[Begin MATERIAL FOR THIS TASK]
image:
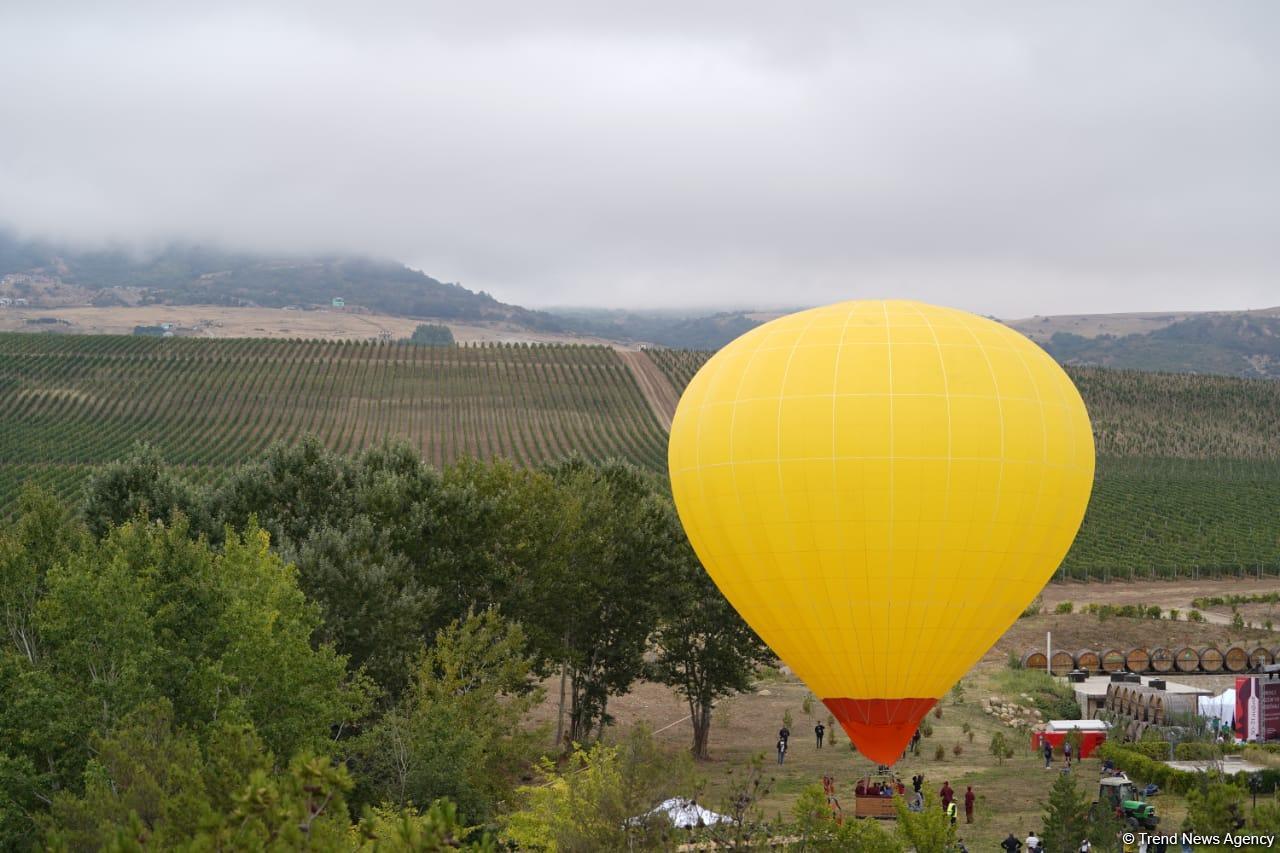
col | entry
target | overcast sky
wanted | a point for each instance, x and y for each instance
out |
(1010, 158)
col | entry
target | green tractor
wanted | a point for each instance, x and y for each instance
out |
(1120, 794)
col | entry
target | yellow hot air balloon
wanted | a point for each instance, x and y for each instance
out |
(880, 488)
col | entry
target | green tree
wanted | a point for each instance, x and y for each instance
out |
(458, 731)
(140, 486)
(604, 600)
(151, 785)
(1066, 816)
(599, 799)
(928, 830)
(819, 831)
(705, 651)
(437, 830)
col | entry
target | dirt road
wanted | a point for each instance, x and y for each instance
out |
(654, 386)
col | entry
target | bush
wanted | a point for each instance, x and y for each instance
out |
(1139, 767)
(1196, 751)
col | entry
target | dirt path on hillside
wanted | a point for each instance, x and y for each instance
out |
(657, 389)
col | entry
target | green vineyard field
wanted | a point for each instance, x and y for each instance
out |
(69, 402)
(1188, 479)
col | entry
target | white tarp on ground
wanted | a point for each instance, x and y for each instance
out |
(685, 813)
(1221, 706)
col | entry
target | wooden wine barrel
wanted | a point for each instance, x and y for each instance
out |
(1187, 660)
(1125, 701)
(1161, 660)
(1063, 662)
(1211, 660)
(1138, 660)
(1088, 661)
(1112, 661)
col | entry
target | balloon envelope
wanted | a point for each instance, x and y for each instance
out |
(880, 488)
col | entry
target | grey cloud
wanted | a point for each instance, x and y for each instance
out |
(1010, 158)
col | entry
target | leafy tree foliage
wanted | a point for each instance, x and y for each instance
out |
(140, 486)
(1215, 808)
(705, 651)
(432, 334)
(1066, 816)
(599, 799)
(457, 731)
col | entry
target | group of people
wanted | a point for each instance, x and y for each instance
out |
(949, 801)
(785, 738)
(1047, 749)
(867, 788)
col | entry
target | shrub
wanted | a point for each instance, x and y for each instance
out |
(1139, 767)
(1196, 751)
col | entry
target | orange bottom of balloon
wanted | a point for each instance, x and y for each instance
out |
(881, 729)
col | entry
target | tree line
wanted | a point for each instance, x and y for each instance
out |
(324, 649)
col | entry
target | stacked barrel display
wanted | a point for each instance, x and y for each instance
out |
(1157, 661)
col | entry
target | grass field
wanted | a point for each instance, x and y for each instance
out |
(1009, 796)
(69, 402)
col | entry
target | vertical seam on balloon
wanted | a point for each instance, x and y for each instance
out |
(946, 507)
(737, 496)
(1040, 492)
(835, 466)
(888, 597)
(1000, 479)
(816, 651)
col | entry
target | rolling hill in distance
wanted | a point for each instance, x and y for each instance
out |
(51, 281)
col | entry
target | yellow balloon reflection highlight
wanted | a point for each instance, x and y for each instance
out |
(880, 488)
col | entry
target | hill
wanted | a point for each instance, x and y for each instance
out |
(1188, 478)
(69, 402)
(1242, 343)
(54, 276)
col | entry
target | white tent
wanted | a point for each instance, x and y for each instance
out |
[End MATERIAL FOR THIS TASK]
Count the lines in the listing above that contain the word "white", and give only the number.

**TASK RESPONSE**
2